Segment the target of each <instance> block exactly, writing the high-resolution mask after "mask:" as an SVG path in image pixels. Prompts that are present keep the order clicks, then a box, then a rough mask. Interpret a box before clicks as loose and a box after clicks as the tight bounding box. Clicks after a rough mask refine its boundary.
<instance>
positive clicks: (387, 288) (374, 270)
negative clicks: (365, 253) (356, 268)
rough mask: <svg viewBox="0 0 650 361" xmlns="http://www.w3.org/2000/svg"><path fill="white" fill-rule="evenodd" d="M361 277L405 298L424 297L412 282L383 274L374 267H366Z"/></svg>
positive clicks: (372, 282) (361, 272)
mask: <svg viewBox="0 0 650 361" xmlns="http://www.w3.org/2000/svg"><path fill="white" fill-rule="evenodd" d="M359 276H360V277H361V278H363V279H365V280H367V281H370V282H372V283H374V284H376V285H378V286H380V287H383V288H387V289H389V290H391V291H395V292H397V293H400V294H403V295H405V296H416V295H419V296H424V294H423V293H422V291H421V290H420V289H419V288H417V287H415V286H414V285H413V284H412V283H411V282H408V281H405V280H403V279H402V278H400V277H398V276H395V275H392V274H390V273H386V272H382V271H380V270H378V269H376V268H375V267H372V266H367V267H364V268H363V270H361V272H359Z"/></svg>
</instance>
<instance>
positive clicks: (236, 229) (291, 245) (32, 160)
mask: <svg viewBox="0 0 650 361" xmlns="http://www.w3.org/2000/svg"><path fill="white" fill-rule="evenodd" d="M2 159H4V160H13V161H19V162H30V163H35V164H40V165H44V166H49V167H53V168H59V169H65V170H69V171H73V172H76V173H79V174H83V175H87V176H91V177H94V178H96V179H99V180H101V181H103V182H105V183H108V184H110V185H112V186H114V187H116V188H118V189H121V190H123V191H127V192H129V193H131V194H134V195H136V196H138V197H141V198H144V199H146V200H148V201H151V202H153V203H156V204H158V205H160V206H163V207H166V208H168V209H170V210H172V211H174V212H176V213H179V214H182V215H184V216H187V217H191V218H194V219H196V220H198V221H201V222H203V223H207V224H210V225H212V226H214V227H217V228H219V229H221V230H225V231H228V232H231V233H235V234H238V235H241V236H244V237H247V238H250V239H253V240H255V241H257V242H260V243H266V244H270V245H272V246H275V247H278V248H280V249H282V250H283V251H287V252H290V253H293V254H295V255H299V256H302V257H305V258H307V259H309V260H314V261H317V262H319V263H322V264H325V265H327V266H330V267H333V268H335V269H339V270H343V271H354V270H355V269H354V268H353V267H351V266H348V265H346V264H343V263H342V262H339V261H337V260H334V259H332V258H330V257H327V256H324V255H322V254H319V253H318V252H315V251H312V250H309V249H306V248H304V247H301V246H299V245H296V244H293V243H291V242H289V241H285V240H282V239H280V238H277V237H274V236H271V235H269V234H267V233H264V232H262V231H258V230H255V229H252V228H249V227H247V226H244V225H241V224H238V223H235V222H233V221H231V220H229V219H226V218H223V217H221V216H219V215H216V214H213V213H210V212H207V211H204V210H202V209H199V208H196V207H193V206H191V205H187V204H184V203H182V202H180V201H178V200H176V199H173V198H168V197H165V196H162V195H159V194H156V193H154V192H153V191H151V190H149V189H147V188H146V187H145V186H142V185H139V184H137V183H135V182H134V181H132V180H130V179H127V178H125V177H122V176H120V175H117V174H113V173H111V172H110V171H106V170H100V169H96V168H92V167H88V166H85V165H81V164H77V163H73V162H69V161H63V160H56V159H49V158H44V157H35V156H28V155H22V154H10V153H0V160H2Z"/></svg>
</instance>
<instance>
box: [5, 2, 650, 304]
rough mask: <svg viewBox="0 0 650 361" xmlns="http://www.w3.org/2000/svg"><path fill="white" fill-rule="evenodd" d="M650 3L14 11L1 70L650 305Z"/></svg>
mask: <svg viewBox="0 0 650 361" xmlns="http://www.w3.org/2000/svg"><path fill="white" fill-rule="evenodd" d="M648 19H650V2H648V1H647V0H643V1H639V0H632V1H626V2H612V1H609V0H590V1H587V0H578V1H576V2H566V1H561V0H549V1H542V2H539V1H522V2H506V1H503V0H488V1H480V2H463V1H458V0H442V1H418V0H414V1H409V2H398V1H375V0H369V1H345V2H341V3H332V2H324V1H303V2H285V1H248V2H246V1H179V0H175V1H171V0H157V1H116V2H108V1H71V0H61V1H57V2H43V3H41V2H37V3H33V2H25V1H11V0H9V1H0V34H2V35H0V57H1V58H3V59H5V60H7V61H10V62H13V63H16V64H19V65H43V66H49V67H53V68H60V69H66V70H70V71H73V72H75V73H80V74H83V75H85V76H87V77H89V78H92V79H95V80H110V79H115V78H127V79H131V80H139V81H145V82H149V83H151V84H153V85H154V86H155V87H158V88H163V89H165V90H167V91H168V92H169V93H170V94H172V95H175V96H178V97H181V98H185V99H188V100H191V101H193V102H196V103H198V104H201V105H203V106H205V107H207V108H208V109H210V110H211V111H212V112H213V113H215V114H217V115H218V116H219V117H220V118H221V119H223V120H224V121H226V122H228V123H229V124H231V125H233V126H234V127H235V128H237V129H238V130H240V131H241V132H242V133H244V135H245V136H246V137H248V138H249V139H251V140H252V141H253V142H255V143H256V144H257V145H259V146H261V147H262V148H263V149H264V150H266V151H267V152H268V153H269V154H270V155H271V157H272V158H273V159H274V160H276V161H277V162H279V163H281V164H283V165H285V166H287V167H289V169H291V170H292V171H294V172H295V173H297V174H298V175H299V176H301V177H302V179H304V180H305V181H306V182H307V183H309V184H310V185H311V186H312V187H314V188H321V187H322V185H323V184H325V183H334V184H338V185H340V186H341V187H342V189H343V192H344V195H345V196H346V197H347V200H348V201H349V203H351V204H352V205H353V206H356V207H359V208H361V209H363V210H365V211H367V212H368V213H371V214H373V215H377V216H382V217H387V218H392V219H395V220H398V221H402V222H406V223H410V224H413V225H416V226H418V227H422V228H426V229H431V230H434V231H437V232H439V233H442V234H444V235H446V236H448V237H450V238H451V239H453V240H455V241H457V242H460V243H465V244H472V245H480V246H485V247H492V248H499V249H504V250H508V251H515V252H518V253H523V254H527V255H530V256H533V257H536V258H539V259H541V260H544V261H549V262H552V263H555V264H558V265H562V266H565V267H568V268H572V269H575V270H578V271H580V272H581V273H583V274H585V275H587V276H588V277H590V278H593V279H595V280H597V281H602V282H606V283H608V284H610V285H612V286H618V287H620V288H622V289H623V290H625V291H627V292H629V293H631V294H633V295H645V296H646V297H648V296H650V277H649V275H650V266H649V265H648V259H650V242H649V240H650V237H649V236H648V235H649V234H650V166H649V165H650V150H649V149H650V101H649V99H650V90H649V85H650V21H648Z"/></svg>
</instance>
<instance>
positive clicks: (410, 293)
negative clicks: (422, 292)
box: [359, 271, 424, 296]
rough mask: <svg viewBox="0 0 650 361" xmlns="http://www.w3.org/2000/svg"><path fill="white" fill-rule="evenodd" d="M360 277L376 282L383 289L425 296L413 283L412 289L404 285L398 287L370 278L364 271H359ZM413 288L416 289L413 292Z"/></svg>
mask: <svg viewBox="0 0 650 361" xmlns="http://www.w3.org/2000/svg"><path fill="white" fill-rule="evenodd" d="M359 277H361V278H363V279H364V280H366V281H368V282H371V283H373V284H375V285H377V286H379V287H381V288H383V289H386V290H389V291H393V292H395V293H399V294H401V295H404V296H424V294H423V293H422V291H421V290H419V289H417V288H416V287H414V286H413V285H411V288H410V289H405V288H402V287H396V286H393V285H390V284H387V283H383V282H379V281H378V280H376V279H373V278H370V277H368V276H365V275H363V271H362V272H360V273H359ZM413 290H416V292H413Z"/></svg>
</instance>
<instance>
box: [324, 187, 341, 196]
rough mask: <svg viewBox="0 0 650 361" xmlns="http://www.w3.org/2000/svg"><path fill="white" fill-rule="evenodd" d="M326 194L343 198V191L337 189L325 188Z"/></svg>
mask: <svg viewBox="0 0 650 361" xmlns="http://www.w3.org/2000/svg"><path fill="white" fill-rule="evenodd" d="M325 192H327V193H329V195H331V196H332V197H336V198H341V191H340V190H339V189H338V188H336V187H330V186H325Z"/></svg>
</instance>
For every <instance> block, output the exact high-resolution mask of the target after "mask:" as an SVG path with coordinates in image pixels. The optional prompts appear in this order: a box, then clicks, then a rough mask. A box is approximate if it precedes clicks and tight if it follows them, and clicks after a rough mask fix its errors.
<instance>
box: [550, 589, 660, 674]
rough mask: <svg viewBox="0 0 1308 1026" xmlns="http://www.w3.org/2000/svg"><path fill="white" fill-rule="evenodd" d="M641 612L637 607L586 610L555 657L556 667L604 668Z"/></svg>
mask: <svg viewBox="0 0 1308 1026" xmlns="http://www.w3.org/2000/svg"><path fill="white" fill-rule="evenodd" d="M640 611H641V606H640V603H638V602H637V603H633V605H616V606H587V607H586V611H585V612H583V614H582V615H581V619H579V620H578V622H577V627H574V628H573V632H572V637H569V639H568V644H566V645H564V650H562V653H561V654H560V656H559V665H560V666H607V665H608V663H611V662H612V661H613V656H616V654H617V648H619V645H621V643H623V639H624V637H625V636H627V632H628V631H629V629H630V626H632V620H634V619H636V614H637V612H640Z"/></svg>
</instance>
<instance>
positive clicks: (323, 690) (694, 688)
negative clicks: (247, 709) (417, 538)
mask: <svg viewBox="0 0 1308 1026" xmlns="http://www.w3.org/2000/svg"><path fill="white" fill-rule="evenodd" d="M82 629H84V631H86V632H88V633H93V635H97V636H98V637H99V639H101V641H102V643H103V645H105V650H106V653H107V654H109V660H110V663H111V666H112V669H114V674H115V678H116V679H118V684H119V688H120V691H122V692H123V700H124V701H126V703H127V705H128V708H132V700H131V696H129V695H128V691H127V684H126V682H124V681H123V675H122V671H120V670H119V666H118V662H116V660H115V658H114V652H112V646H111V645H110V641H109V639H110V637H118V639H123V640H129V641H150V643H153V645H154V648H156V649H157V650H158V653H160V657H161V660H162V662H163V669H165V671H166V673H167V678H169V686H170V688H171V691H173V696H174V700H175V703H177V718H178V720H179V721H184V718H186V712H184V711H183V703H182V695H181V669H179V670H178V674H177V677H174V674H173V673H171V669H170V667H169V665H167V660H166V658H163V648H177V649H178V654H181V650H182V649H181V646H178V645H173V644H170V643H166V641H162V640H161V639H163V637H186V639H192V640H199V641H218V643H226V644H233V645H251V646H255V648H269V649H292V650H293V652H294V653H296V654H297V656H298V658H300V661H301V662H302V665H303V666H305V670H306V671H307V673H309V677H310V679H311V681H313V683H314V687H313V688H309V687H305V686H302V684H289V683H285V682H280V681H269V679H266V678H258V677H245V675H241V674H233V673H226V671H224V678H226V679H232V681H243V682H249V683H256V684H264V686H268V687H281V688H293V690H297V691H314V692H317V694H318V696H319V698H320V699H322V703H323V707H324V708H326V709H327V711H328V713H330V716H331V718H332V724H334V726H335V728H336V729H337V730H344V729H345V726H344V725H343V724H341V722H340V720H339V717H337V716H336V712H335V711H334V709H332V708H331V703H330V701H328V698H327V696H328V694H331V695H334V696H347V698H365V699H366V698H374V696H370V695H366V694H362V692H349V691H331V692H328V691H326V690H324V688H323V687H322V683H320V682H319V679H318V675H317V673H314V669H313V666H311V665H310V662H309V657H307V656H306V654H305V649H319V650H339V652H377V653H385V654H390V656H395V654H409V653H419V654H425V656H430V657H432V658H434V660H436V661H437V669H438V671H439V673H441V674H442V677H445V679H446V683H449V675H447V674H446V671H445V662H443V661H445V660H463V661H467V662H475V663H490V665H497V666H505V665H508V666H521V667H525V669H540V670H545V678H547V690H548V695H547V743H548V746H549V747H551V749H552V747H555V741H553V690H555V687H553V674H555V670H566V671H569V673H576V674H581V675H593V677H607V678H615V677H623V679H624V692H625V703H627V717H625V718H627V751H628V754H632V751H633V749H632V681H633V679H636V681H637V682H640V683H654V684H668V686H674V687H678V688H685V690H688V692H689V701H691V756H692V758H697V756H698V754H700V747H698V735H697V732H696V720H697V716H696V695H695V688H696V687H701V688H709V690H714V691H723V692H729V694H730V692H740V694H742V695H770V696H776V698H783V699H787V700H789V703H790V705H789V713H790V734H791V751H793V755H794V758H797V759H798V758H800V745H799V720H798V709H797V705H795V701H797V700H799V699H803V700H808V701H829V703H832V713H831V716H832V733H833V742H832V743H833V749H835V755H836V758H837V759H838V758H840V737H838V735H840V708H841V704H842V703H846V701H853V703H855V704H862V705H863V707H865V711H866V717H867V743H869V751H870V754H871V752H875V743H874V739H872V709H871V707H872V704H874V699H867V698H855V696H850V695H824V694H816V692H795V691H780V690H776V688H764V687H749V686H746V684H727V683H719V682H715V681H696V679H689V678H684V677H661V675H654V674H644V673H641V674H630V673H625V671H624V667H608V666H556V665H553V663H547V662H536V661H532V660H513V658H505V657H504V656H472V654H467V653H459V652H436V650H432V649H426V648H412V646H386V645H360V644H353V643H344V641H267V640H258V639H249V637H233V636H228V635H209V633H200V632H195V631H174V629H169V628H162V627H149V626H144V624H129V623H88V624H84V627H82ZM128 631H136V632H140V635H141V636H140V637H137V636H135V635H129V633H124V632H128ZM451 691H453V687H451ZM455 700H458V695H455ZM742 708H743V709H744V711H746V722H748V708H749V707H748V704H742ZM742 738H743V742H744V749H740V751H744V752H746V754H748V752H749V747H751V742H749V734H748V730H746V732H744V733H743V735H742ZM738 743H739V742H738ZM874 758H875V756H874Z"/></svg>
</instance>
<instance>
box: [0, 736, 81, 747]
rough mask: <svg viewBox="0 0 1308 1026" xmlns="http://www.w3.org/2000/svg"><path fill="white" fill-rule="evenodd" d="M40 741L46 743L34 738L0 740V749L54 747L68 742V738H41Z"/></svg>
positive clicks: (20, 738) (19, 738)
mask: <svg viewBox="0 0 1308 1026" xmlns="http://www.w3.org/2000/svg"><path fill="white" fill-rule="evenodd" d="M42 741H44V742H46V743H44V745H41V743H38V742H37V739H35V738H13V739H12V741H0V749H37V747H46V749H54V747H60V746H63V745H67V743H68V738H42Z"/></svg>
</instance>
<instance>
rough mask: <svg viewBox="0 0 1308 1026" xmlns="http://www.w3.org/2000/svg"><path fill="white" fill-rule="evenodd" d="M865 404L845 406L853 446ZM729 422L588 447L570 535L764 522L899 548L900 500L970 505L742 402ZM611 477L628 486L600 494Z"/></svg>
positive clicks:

------------------------------

## HOW TO COMPLETE THIS TASK:
Reproduce the entries verbatim, beginning with the first line and stopping after the line that contains "positive clicks: (372, 282) (361, 272)".

## RESPONSE TO THIS TASK:
Segment the target of each <instance> block exactly, writing the high-resolution mask after "mask:" as an SVG path in image pixels. Prompts that are present keep the order clicks, then a box, then a rough mask. Interpret a box before clicks as loose and a box after clicks as the tight bounding box. Clicks after a rough mask refine its boundary.
<instance>
positive clicks: (387, 288) (374, 270)
negative clicks: (365, 253) (356, 268)
rough mask: <svg viewBox="0 0 650 361" xmlns="http://www.w3.org/2000/svg"><path fill="white" fill-rule="evenodd" d="M361 277L405 298L424 297L412 282L383 274L374 267H366Z"/></svg>
positive clicks: (372, 282) (361, 272)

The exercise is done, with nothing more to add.